- REQUIRED WORK -
In the copy you make, keep each entry exactly as it is and leave out all images.

---------- PROVIDED RECORDS ----------

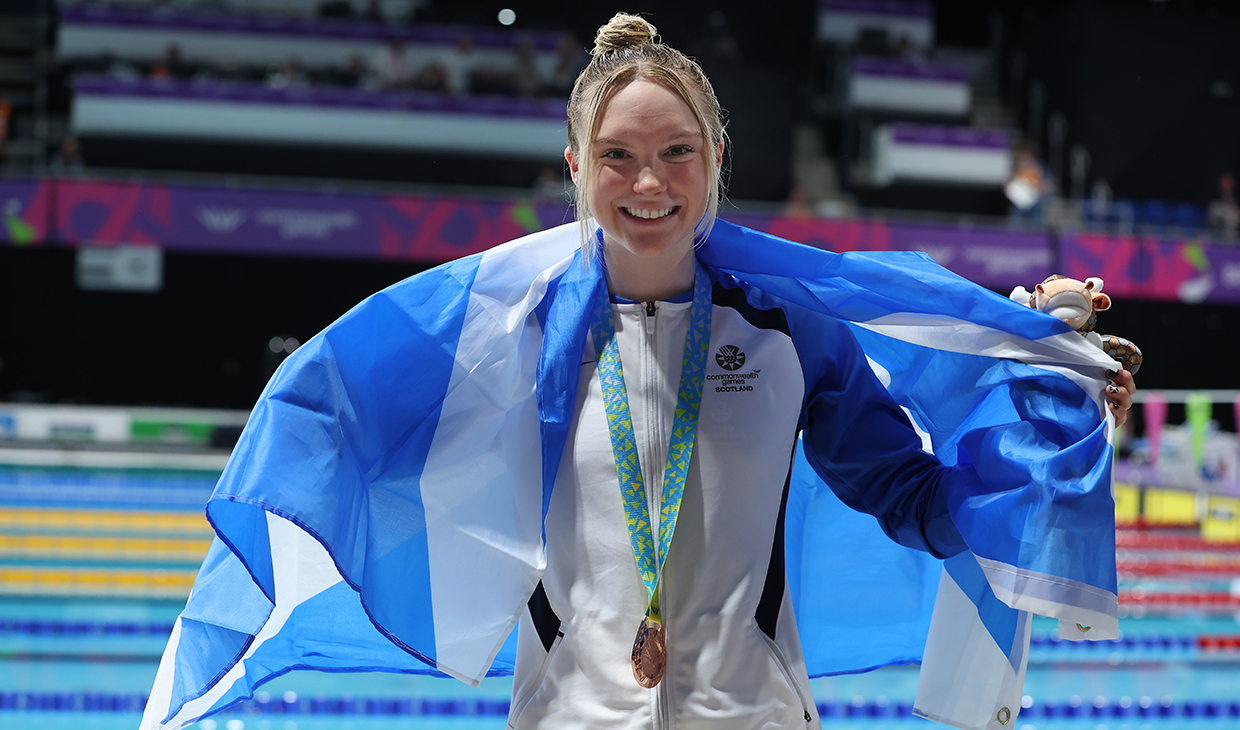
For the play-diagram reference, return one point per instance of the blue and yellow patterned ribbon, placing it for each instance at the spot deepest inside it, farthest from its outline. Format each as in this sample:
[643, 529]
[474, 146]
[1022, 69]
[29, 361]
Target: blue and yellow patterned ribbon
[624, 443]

----------

- RESULT -
For the play-diagram reference, return one point per instance of the blue and yellow patterned ribbon, placing it for each instance at the spot deepest inside it, farthest from its outline. Format each as in this sample:
[643, 529]
[474, 146]
[1022, 69]
[29, 361]
Target: blue and yellow patterned ribbon
[624, 443]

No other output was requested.